A total of 34 teams entered the qualification rounds of the 1950 FIFA World Cup, competing for a total of 16 spots in the final tournament. Brazil, as the hosts, and Italy, as the defending champions, qualified automatically, leaving 14 spots open for competition.

The remaining 32 teams were divided into 10 groups, based on geographical considerations, as follows:
Groups 1 to 6 – Europe: 7 places, contested by 18 teams (including Israel and Syria).
Groups 7 to 9 – The Americas: 6 places, contested by 10 teams.
Group 10 – Asia: 1 place, contested by 4 teams.
However, due to the withdrawals of India, Scotland and Turkey after qualifying, only 13 teams actually competed in the final tournament.

A total of 19 teams played at least one qualifying match. A total of 26 qualifying matches were played, and 121 goals were scored (an average of 4.65 per match).

Listed below are the dates and results of the qualification rounds.

Groups 
The 10 groups had different rules, as follows:
Group 1 had 4 teams. The teams played against each other once. The group winner and runner-up would qualify.
Groups 2, 3 and 4 had 3 teams each. The strongest team of each group was seeded. There would be two rounds of play:
 First Round: The seeded team received a bye and advanced to final round directly. The 2 unseeded teams played against each other on a home-and-away basis. The winner would advance to final round.

**Aim of the exercise**
Copy out the qualification text from "However, due to" to "runner-up would qualify.". Work from the qualification text alone, not from the listing.

**Data extract**

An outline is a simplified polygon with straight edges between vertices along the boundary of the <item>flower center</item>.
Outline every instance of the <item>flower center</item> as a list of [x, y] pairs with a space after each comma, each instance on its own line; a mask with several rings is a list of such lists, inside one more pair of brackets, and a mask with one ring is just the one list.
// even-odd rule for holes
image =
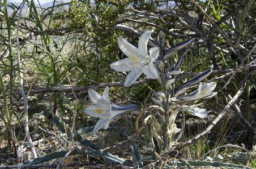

**Solution below**
However, due to the withdrawals of India, Scotland and Turkey after qualifying, only 13 teams actually competed in the final tournament.

A total of 19 teams played at least one qualifying match. A total of 26 qualifying matches were played, and 121 goals were scored (an average of 4.65 per match).

Listed below are the dates and results of the qualification rounds.

Groups 
The 10 groups had different rules, as follows:
Group 1 had 4 teams. The teams played against each other once. The group winner and runner-up would qualify.